▶ [Brano]
Oggi la struttura è stata già in gran parte ristrutturata e trasformata in un motore sociale per il territorio, con un centro di aggregazione giovanile con aree per attività formative e ludico-ricreative, con l’attivazione dell’ambulatorio di Emergency con servizi socio-sanitari per migranti persone disagiate, di uno sportello dei diritti, di un ostello sociale per i ragazzi dei campi di E!state Liberi, di una bottega per la vendita dei prodotti della cooperativa Valle del Marro e delle altre cooperative del marchio Libera Terra. Una struttura che incomincia anche a produrre lavoro vero per immigrati e giovani che saranno formati adeguatamente, smontando così anche l’odioso mito della mafia che dà lavoro, ma che in realtà trasforma il lavoro da diritto in favore e in ricatto. Anche per la piazza di fronte, si respira area nuova. Da anni dedicata a Giuseppe Valarioti, insegnante e segretario del Pci di Rosarno, ucciso nel 1980 dal clan dei Pesce la se ra della vittoria alle elezioni comunali, ma il suo nome nella piazza non era mai comparso. Ora, invece, il cartello c’è: Piazza Giuseppe Valarioti, vittima della mafia. E la cosa bella che quella stessa gente che ieri la chiamava la “Piazza del 2001” oggi con commozione la chiama Piazza Valarioti.

▶ [Compiti da svolgere]
• 1. Ricopi integralmente il brano su Rosarno riportato sopra, senza alcuna modifica.
• 2. Estragga dai record sottostanti ogni riga che contiene la stringa "brown", distinguendo tra maiuscole e minuscole.

Voci salvate
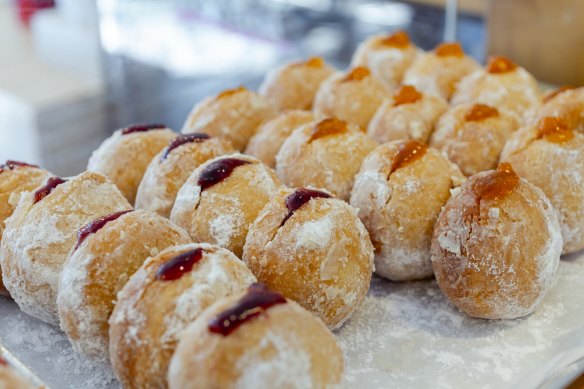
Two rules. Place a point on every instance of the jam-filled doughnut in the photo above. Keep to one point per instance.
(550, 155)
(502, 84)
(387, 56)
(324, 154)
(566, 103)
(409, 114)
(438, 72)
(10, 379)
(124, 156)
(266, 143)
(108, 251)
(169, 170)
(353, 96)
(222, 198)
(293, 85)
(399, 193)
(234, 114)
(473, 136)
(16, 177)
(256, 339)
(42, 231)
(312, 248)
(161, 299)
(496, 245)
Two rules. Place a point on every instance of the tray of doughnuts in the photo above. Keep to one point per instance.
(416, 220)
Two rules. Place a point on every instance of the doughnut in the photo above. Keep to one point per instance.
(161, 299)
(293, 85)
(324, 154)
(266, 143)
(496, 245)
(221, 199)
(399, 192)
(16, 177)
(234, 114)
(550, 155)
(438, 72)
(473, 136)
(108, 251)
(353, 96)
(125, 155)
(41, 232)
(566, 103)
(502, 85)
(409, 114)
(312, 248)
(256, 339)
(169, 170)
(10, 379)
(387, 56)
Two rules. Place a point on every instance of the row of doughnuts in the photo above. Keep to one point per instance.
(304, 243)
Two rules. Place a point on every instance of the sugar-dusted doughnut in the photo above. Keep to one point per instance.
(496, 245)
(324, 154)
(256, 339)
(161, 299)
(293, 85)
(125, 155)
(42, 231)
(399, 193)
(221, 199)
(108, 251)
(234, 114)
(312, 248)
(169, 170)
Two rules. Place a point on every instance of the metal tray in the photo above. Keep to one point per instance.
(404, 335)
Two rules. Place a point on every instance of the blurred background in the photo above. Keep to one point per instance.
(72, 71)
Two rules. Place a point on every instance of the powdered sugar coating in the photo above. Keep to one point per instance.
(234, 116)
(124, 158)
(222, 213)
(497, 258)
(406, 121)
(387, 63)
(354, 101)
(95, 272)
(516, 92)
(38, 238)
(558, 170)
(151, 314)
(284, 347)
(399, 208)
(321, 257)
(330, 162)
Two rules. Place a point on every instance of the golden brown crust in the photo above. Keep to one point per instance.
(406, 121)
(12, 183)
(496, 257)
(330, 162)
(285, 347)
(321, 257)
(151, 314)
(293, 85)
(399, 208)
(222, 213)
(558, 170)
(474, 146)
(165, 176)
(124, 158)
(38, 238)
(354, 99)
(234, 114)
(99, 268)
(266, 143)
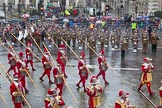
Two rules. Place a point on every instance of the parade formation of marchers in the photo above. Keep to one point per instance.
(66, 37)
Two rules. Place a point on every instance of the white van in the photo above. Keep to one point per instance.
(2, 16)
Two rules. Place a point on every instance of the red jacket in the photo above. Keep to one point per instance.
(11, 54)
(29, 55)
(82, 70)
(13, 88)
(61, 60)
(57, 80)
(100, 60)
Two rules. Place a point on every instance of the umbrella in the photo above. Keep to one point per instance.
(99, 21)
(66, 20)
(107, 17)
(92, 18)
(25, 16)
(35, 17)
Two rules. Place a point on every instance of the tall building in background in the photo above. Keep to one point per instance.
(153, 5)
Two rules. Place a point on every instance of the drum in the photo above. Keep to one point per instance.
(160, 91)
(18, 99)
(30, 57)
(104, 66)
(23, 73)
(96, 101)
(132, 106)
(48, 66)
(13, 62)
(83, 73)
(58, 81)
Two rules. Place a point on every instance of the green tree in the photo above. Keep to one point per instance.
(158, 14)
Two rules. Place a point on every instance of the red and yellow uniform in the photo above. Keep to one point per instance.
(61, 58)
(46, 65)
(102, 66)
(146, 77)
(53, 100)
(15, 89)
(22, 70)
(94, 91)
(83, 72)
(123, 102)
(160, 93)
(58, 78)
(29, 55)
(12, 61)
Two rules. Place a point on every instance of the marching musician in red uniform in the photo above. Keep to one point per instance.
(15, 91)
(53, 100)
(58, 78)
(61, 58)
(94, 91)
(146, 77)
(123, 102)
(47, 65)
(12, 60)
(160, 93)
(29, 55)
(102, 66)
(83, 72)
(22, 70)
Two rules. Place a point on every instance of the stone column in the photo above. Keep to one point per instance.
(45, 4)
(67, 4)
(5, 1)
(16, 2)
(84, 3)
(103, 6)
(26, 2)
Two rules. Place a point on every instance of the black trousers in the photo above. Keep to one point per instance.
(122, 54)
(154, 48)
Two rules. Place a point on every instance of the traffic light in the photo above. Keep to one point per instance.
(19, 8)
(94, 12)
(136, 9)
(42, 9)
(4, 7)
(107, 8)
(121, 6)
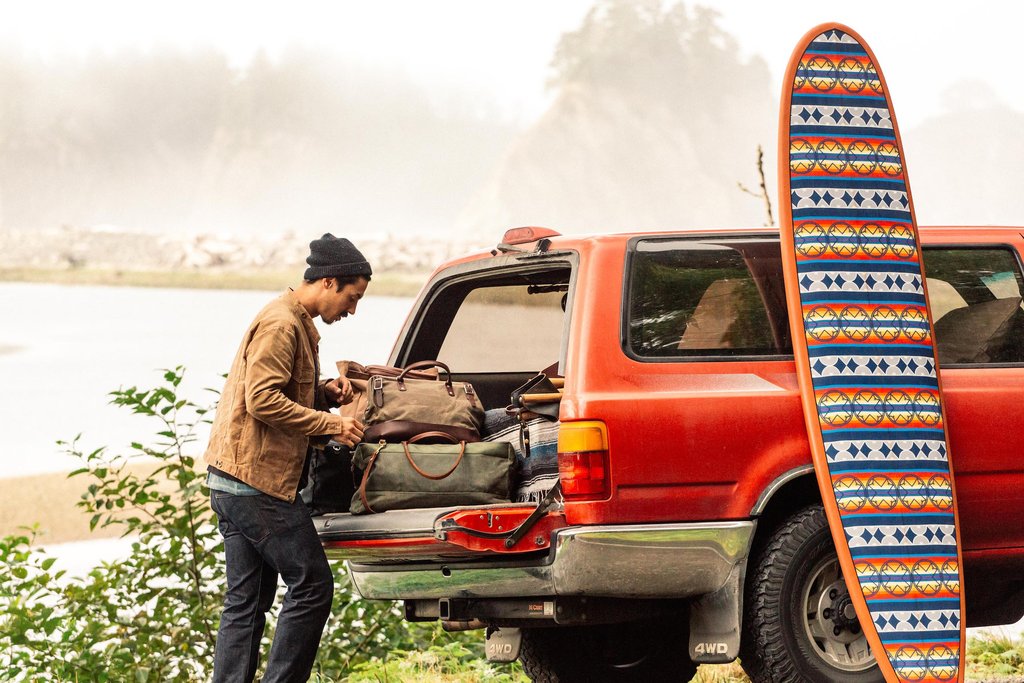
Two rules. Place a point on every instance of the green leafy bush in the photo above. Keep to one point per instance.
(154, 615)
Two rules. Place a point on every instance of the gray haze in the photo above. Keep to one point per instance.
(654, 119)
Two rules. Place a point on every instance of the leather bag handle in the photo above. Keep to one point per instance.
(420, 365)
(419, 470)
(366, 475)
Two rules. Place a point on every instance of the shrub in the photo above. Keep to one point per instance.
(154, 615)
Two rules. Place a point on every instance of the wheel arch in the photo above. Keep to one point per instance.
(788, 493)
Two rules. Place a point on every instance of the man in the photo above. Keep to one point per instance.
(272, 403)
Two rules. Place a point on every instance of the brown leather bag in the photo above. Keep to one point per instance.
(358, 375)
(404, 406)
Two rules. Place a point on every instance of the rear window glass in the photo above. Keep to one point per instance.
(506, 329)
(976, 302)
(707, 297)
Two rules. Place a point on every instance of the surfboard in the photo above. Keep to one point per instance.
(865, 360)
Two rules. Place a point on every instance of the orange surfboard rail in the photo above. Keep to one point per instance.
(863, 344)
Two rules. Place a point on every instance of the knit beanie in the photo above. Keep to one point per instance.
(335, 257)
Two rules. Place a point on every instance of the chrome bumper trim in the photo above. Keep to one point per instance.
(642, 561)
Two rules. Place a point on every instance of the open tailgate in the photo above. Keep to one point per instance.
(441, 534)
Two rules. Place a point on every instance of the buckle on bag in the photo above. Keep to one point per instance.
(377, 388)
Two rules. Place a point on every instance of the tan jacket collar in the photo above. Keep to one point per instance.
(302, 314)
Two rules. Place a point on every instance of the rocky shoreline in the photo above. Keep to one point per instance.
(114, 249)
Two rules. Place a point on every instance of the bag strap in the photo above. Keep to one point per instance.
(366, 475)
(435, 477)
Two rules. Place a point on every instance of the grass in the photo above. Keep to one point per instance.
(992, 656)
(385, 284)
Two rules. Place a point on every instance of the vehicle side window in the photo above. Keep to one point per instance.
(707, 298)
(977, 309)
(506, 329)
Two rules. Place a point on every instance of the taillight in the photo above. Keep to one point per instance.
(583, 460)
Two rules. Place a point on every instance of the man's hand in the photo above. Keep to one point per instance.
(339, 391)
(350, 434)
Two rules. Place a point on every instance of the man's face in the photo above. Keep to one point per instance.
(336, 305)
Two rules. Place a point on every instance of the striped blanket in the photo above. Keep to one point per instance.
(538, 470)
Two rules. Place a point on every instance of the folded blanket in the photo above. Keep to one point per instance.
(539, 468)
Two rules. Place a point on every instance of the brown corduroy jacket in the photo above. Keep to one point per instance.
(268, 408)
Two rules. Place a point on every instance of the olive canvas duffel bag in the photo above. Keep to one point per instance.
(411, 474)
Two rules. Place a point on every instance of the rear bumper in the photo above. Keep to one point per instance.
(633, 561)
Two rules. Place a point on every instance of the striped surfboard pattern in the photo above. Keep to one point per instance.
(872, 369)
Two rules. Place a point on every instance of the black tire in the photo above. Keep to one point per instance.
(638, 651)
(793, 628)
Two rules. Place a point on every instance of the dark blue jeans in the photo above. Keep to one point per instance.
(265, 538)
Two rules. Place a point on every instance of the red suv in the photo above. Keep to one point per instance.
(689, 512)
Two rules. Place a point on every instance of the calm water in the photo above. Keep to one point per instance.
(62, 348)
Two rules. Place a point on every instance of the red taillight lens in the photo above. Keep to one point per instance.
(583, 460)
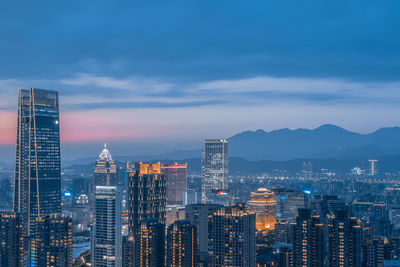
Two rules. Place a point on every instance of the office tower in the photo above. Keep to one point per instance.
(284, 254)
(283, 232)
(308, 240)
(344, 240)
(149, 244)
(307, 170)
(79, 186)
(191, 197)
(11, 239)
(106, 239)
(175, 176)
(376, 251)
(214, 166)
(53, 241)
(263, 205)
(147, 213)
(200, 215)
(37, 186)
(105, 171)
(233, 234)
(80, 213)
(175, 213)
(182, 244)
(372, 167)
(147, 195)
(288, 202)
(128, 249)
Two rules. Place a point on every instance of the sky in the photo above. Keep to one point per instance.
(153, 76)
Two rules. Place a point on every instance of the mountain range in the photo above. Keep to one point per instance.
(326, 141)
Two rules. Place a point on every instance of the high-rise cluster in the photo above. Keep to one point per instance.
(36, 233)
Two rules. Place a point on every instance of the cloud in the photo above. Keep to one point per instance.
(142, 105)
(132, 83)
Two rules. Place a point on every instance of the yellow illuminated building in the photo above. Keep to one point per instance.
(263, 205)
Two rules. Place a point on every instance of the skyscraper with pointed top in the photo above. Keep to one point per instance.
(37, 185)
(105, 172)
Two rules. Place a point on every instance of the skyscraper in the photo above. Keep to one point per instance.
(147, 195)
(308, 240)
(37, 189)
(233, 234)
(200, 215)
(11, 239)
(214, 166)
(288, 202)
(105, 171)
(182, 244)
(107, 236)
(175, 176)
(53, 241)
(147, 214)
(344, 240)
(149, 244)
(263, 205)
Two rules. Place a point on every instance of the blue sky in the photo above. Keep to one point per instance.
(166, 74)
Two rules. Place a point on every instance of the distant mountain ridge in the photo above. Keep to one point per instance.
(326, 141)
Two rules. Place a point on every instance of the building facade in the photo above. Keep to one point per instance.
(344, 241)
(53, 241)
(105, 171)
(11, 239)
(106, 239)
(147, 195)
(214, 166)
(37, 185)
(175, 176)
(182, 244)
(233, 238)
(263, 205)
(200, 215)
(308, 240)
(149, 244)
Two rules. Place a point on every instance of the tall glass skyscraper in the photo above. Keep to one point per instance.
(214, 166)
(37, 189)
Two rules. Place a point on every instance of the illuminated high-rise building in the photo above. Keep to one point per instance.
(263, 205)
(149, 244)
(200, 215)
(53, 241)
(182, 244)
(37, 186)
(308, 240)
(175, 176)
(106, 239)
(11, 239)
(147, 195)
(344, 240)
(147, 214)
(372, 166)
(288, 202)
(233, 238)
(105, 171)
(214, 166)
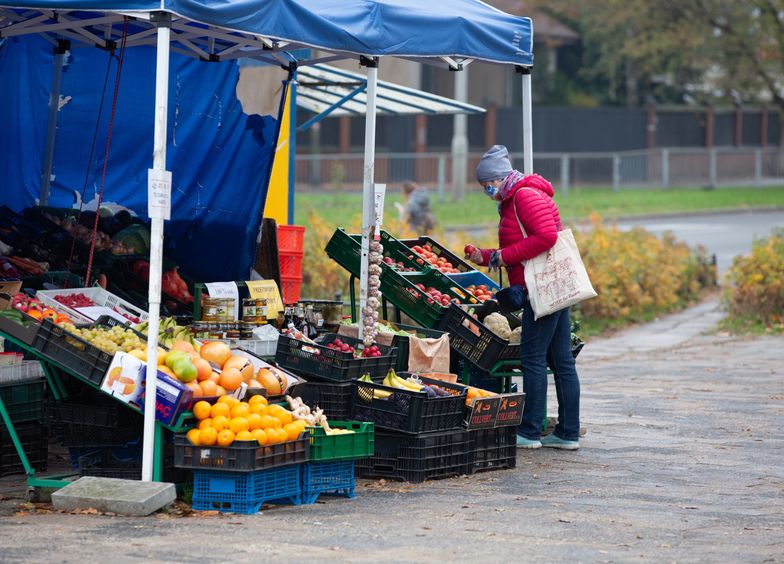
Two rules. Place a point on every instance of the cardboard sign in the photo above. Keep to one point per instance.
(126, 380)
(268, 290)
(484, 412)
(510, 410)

▶ [Soluzioni degli esercizi]
• 1.
Oggi la struttura è stata già in gran parte ristrutturata e trasformata in un motore sociale per il territorio, con un centro di aggregazione giovanile con aree per attività formative e ludico-ricreative, con l’attivazione dell’ambulatorio di Emergency con servizi socio-sanitari per migranti persone disagiate, di uno sportello dei diritti, di un ostello sociale per i ragazzi dei campi di E!state Liberi, di una bottega per la vendita dei prodotti della cooperativa Valle del Marro e delle altre cooperative del marchio Libera Terra. Una struttura che incomincia anche a produrre lavoro vero per immigrati e giovani che saranno formati adeguatamente, smontando così anche l’odioso mito della mafia che dà lavoro, ma che in realtà trasforma il lavoro da diritto in favore e in ricatto. Anche per la piazza di fronte, si respira area nuova. Da anni dedicata a Giuseppe Valarioti, insegnante e segretario del Pci di Rosarno, ucciso nel 1980 dal clan dei Pesce la se ra della vittoria alle elezioni comunali, ma il suo nome nella piazza non era mai comparso. Ora, invece, il cartello c’è: Piazza Giuseppe Valarioti, vittima della mafia. E la cosa bella che quella stessa gente che ieri la chiamava la “Piazza del 2001” oggi con commozione la chiama Piazza Valarioti.

• 2.
Two rules. Place a point on every instance of the golden brown crust in the photo above. Keep to one point per instance.
Two rules. Place a point on every instance of the brown leather bag in the photo above. Keep to one point per instance.
Two rules. Place a point on every instance of the brown corduroy jacket in the photo above. Keep to one point per instance.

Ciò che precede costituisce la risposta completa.